- default 0.9 = high retention (only 10% of upstream failure bleeds through)
### Per-task output
Each task in the `WorkflowCostResult.tasks` array includes both `pIntrinsic` and `pEffective` so consumers can see the degradation effect. The per-task entries also include `taskId` and `name` (enriched from the graph's node attributes) — `calculateTaskEv` is the pure math function (takes only numeric inputs), while `workflowCost` is the aggregate that orchestrates the per-task calls and enriches results with identity metadata from the graph.
### Skip-completed semantics
When `includeCompleted: false`, completed tasks are excluded from the result's task list, but they **remain in the propagation chain** with p=1.0. Removing completed tasks from propagation would *worsen* downstream probability estimates — exactly the opposite of what "what's left" queries need.
> See [ADR-004](decisions/004-workflow-cost-dag-propagation.md) and [ADR-005](decisions/005-no-depth-escalation-v1.md).
### Comparison with Rust CLI
| Dimension | Rust CLI (Simple Sum) | This Library (DAG Propagation) |
|-----------|----------------------|-------------------------------|
| Topology awareness | None | Full — topological order + upstream propagation |
| Upstream failure modeling | Ignored | Each parent's failure degrades child's effective p |
| Edge semantics | Not used | `qualityRetention` per edge, default 0.9 |
| Result interpretation | Sum of independent per-task costs | Total workflow cost accounting for cascading failure |
| Degenerate case | — | Set `propagationMode: 'independent'` or `defaultQualityRetention: 1.0` |
## Risk Analysis Functions
### riskPath
`riskPath(graph)``RiskPathResult`
Calls `weightedCriticalPath` with weight function `riskWeight * impactWeight`. Returns the path with highest cumulative risk and its total risk score.

(Source data)
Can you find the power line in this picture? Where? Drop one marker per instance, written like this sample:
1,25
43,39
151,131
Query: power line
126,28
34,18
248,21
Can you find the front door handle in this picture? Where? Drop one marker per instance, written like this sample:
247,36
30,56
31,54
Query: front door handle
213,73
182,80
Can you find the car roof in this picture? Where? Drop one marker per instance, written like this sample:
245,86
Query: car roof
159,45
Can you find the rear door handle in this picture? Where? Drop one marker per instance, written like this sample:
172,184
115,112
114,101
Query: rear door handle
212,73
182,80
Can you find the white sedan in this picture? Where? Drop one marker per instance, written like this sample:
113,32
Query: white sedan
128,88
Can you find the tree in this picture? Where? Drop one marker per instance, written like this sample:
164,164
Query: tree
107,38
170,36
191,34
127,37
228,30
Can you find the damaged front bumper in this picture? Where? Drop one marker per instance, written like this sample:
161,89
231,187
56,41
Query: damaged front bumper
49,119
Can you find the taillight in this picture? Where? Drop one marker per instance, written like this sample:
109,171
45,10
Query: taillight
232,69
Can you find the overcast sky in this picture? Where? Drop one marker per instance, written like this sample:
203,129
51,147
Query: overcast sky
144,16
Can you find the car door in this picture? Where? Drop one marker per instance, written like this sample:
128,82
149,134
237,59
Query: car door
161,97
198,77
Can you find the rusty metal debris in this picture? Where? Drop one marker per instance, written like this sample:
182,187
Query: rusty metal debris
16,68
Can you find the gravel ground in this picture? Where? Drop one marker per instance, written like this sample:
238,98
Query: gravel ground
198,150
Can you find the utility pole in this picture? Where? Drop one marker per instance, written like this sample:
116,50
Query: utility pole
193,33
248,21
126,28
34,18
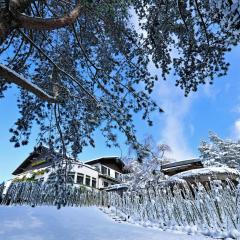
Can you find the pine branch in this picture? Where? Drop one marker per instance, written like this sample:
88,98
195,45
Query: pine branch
13,77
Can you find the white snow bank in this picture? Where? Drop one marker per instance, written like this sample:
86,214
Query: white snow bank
207,171
48,223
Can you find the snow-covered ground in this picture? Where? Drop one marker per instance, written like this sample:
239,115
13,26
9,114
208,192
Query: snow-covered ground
48,223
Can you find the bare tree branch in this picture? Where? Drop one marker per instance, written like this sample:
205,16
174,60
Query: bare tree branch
38,23
13,77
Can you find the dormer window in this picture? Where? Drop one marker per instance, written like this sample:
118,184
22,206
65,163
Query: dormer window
117,175
103,170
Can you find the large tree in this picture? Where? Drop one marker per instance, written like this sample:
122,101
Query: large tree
80,65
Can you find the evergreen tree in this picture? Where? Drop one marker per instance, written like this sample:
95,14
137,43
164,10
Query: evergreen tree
220,152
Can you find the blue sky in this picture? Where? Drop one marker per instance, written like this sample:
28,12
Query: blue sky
185,123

◆ Tasks to complete
1. According to the workflow cost documentation, how are completed tasks treated in the propagation chain when `includeCompleted: false` is set?
2. Carry on the workflow cost documentation from the point where it stops.
The entries are separate material and not part of the workflow cost documentation.

◆ Numbered responses
1. They remain in the propagation chain with p=1.0, although they are excluded from the result's task list.

2.
### riskDistribution
`riskDistribution(graph)``RiskDistributionResult`
Groups tasks by risk category. Returns counts per bucket: trivial, low, medium, high, critical, unspecified.
### shouldDecomposeTask
`shouldDecomposeTask(attrs: TaskGraphNodeAttributes)``DecomposeResult`
Pure function — takes node attributes (not a graph). Internally calls `resolveDefaults` to handle nullable `risk`/`scope` fields. A task with `risk: null` uses the default (medium, which is below the threshold); a task with `scope: null` uses the default (narrow, which is below the threshold). This means unassessed tasks are never flagged for decomposition — an explicit `risk: "high"` or `scope: "broad"` is required.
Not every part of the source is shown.